PROBLEM DESCRIPTION -> Output the data below verbatim, keeping every line unchanged and in its original order.
***** DATASET RECORDS
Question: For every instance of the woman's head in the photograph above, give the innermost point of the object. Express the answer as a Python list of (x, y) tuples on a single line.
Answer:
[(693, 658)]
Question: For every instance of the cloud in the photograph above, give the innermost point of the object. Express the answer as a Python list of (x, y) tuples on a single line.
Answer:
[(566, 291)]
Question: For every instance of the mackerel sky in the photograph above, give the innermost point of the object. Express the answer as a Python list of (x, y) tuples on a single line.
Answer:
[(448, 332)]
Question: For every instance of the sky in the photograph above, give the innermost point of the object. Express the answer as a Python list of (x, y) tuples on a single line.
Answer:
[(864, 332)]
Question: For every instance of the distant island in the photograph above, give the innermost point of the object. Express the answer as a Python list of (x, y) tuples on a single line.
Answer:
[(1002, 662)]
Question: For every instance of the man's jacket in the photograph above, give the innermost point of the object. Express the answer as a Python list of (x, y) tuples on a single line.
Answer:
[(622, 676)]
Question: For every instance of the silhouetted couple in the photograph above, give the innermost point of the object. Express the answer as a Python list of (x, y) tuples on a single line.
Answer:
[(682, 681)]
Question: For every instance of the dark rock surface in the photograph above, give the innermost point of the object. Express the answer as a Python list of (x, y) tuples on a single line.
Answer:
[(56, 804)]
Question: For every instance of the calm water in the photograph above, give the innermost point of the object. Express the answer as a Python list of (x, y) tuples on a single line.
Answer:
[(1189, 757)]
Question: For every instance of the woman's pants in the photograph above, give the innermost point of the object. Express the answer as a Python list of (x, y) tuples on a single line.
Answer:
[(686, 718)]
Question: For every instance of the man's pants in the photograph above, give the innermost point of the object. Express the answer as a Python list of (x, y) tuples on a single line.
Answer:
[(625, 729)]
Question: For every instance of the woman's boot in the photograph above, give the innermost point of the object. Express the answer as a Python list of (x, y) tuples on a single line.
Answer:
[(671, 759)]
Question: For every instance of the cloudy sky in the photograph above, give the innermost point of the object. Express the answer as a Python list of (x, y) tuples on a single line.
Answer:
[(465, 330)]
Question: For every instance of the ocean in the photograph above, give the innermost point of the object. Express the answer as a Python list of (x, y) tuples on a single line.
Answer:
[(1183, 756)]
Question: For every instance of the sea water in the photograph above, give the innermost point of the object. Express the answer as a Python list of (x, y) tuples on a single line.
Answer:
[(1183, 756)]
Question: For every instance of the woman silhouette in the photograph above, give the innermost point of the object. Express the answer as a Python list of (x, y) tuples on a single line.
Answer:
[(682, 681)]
**********
FINAL ANSWER ->
Question: For every instance of the woman's head in the photograph above, give the innermost point of the object. Express the answer as a Python list of (x, y) tuples on a single line.
Answer:
[(693, 658)]
Question: For every instance of the cloud in the photograph above, give the innermost point of the object. Express the answer as a Python list of (x, y) tuples on a single line.
Answer:
[(566, 291)]
Question: For every instance of the mackerel sky in the photograph above, give the innermost point of the object. Express the answer as a Python list of (x, y) tuples on a single line.
Answer:
[(448, 332)]
Question: For every instance of the sky in the photograph above, give the innermost point of the object. Express the answer as a Python list of (x, y) tuples on a single line.
Answer:
[(864, 332)]
Question: For every instance of the distant island in the photograph above, give the innermost point of the object. Express the answer as a Python list of (x, y) tuples on a single line.
Answer:
[(1002, 662)]
Question: For every instance of the man's jacket in the photograph above, give the innermost point of the object. Express the answer as a Python list of (x, y) tuples on a single line.
Answer:
[(622, 676)]
Question: For every instance of the silhouetted couple in the photograph above, give the innermost point of the object. Express the answer as a Python list of (x, y) tuples on a single line.
Answer:
[(682, 681)]
Question: For every instance of the dark rock surface in the photograph above, give the innermost point of the object. Express the answer as a Python list of (x, y) tuples on a single line.
Answer:
[(56, 804)]
Question: For every instance of the calm water in the photograph above, give the innermost point of the object. Express the answer as a Python list of (x, y) tuples on a single line.
Answer:
[(1189, 757)]
Question: For every instance of the woman's pants in the photograph above, give the innermost point of the object. Express the answer as a Python list of (x, y) tuples on a single line.
Answer:
[(686, 718)]
Question: For every instance of the man's pants in the photograph above, give the innermost point of the object. Express the answer as a Python list of (x, y) tuples on a single line.
Answer:
[(625, 729)]
Question: For every instance of the woman's boot in the photograph above, give the innermost point of the object. Express the answer as a Python list of (x, y) tuples on a single line.
Answer:
[(671, 759)]
Question: For every instance of the cloudy sky in the photograph above, give the innermost point of the object. Express the answer as a Python list of (x, y) tuples on a single line.
Answer:
[(465, 330)]
Question: For every instance of the ocean in the photograph above, give the innermost point of the object. Express the answer as a Python list of (x, y) tuples on a single line.
Answer:
[(1183, 756)]
Question: For every instance of the sea water in the photograph above, give the innermost point of the object. Express the answer as a Python list of (x, y) tuples on a single line.
Answer:
[(1183, 756)]
Question: For every instance of the woman silhouette in the photograph above, give the innermost point of the object. Express the answer as a Python list of (x, y) tuples on a single line.
Answer:
[(682, 681)]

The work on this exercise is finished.